> **Excerpted text**:
------------------------------------------------
FAERS Database Pipeline

The project

The FAERS Database SQL Pipeline, developed for the Leiden Academic Centre for Drug Research (LACDR), automates the previously manual and complex process of updating the FDA Adverse Event Reporting System (FAERS) database. This database contains reports of adverse effects of several drugs. Previous attempts were error-prone and challenging for staff. The delivered pipeline uses a single Python entrypoint script to execute 1-3 commands, automating data retrieval, deduplication, and normalization with RxNorm and IDD, while JSON configurations and a CI/CD pipeline with SQLFluff, ShellCheck, pgTAP, and Bats ensure flexibility and code quality; it runs on PostgreSQL, and includes comprehensive documentation for maintainability. This solution saves time, minimizes errors, and provides a reliable, scalable product that supports LACDR's research and analyses, earning client satisfaction for its future development potential.


The customer

The client, Laura Zwep, an assistant professor at LACDR, specializes in drug research and statistics, not computer science, and oversees a FAERS database used by students for statistical analyses. Communication with Laura was effective, conducted through biweekly sprint review meetings held in person at LACDR or via Teams. She provided clear feedback on requirements, server access, and usability needs, expressing satisfaction with the team's ability to work and troubleshoot independently.
------------------------------------------------
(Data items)
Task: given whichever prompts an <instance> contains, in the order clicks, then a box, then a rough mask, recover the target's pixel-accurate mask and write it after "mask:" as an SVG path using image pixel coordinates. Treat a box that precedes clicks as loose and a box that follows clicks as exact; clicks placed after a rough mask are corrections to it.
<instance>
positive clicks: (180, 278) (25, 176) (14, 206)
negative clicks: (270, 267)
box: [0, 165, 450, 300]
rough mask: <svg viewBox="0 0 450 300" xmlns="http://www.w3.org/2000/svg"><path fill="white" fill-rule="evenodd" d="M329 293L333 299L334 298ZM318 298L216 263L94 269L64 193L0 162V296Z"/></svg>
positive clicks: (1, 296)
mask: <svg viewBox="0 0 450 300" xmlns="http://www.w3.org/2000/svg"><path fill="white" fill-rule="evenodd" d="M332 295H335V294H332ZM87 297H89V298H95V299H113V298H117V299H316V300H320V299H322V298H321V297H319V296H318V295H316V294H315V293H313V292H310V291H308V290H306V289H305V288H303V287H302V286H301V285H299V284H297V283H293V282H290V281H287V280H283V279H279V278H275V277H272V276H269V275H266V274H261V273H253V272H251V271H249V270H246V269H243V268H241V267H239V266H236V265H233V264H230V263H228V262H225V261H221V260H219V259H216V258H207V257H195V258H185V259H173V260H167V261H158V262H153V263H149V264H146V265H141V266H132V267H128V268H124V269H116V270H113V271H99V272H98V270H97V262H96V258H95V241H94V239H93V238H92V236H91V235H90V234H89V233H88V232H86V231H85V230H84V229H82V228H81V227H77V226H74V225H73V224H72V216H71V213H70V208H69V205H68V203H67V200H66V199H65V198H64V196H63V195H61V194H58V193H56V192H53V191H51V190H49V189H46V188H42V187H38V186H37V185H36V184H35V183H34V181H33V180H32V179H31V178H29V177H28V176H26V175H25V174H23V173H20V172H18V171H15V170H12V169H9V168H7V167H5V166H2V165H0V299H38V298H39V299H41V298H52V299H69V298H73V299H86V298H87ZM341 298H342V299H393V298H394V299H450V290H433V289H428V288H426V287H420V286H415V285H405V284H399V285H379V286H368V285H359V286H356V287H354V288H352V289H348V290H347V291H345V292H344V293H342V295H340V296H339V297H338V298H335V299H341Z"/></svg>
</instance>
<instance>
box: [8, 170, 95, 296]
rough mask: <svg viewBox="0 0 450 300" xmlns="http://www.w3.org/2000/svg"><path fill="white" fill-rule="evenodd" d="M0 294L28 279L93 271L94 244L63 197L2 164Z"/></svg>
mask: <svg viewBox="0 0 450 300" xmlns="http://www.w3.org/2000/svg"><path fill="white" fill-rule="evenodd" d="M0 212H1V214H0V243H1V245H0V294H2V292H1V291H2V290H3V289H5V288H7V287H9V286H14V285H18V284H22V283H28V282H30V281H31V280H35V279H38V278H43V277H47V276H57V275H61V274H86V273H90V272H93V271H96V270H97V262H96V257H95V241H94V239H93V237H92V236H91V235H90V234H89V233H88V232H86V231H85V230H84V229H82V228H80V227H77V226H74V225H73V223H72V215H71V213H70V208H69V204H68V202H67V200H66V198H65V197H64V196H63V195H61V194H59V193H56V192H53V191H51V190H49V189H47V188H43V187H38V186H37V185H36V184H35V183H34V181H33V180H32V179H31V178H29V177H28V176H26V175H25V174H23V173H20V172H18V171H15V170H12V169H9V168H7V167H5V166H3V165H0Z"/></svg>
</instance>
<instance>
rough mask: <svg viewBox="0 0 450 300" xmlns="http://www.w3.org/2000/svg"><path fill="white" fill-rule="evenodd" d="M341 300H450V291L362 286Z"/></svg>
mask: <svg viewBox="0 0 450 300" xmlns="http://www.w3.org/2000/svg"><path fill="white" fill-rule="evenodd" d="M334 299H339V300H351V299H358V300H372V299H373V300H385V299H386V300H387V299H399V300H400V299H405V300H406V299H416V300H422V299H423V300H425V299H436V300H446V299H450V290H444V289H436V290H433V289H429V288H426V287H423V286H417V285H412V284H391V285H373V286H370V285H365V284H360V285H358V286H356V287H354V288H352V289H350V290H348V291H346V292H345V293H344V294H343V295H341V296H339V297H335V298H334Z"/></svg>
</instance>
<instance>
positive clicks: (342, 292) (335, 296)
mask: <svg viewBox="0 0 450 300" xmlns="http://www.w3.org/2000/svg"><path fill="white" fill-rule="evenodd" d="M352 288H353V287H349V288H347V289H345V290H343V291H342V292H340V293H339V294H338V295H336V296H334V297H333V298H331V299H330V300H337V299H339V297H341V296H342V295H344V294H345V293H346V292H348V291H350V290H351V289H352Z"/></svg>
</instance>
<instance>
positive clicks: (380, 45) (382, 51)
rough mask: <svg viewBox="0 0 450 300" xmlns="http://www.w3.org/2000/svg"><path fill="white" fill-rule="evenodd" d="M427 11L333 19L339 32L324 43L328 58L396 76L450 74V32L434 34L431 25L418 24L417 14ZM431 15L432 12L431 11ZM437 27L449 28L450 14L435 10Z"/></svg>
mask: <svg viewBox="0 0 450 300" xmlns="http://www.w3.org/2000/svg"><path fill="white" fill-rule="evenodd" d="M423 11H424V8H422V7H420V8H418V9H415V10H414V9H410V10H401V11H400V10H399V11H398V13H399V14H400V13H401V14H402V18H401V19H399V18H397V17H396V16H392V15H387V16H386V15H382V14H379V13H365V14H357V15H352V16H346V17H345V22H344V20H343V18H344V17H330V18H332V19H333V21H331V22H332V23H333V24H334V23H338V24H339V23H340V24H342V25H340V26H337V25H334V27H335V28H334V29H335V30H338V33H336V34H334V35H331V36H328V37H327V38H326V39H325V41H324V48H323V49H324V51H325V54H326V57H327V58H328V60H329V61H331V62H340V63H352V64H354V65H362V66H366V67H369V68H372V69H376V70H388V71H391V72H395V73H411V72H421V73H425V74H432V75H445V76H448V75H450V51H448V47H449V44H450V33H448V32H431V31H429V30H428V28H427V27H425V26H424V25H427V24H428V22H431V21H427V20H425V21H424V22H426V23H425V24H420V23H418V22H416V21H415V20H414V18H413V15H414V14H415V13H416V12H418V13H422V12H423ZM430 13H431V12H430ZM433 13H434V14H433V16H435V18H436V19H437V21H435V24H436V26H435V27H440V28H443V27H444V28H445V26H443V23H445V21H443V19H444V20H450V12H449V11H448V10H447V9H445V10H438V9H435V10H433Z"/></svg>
------------------------------------------------
> **Requirement**:
In the FAERS pipeline description, on which database system does the delivered pipeline run?

> **Result**:
PostgreSQL